- _What is required_
All of the data below needs to be set down again, exactly as shown.

- _Information given_
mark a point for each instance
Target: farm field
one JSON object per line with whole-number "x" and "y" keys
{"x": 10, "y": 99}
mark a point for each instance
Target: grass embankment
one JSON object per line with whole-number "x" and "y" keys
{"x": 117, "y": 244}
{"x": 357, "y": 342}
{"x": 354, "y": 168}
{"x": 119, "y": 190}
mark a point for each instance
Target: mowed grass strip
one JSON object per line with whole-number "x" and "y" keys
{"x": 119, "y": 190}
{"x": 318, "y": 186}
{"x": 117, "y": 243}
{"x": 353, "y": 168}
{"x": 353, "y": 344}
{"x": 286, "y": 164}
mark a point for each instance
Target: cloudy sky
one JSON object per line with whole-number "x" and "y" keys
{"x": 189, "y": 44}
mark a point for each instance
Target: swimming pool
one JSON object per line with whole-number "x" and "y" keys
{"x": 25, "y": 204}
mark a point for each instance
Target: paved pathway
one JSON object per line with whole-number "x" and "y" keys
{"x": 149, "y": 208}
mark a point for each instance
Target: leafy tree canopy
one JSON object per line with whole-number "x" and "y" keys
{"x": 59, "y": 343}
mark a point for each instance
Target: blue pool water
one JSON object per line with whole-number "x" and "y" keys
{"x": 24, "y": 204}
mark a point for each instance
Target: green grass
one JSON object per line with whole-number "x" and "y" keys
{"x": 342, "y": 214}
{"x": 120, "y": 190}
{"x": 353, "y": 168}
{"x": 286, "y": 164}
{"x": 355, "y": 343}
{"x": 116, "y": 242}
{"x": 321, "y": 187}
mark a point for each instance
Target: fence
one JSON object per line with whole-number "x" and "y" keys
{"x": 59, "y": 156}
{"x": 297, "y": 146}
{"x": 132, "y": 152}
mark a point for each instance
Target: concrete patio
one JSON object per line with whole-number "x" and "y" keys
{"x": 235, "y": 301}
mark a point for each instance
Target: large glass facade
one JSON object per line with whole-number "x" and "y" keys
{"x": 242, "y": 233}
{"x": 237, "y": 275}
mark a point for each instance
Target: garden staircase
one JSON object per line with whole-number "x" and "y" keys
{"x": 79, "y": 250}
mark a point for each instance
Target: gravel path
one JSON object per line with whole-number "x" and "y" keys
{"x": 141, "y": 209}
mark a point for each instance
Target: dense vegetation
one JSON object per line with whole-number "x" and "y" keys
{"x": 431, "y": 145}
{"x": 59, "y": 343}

- _Response below_
mark a point for each instance
Target: farm field
one JSON object per line with whole-number "x" and "y" keys
{"x": 10, "y": 99}
mark a point for each instance
Target: grass embankment
one JSON object per line with whole-number "x" and "y" keys
{"x": 117, "y": 244}
{"x": 357, "y": 342}
{"x": 354, "y": 168}
{"x": 119, "y": 190}
mark a point for each instance
Target: mowed grass strip
one JSON object per line with whole-number "x" and "y" keys
{"x": 119, "y": 190}
{"x": 318, "y": 186}
{"x": 117, "y": 243}
{"x": 353, "y": 168}
{"x": 353, "y": 344}
{"x": 286, "y": 164}
mark a point for each instance
Target: cloudy sky
one JSON object per line with whole-number "x" and "y" keys
{"x": 189, "y": 44}
mark a point for each instance
Target: swimming pool
one JSON object per line with whole-number "x" and "y" keys
{"x": 25, "y": 204}
mark a point for each instance
Target: paved pathway
one JSON object per line with whole-number "x" and "y" keys
{"x": 149, "y": 208}
mark a point for each instance
Target: leafy tree canopy
one JSON object per line with whole-number "x" and "y" keys
{"x": 59, "y": 343}
mark a point for each instance
Target: blue pool water
one JSON object per line with whole-number "x" and "y" keys
{"x": 24, "y": 204}
mark a point for each instance
Target: green grass
one JSON object per line with whole-number "x" and "y" keys
{"x": 342, "y": 214}
{"x": 120, "y": 190}
{"x": 353, "y": 168}
{"x": 286, "y": 164}
{"x": 355, "y": 343}
{"x": 116, "y": 242}
{"x": 321, "y": 187}
mark a point for each instance
Target: fence
one JSON object per line with whole-number "x" and "y" keys
{"x": 59, "y": 156}
{"x": 297, "y": 146}
{"x": 132, "y": 152}
mark a point for each instance
Target: concrete patio
one JSON object per line with whole-number "x" and "y" keys
{"x": 235, "y": 301}
mark a point for each instance
Target: large glass facade
one JSON object per line with whole-number "x" and "y" keys
{"x": 242, "y": 233}
{"x": 237, "y": 275}
mark a point for each instance
Target: garden staircase
one JSON object per line with whole-number "x" and "y" keys
{"x": 79, "y": 250}
mark a point for each instance
Target: gravel path
one JSON object per line with whole-number "x" and "y" keys
{"x": 141, "y": 209}
mark a point for each instance
Target: dense vegetation
one JSON object per line with whole-number "x" and "y" keys
{"x": 431, "y": 145}
{"x": 59, "y": 343}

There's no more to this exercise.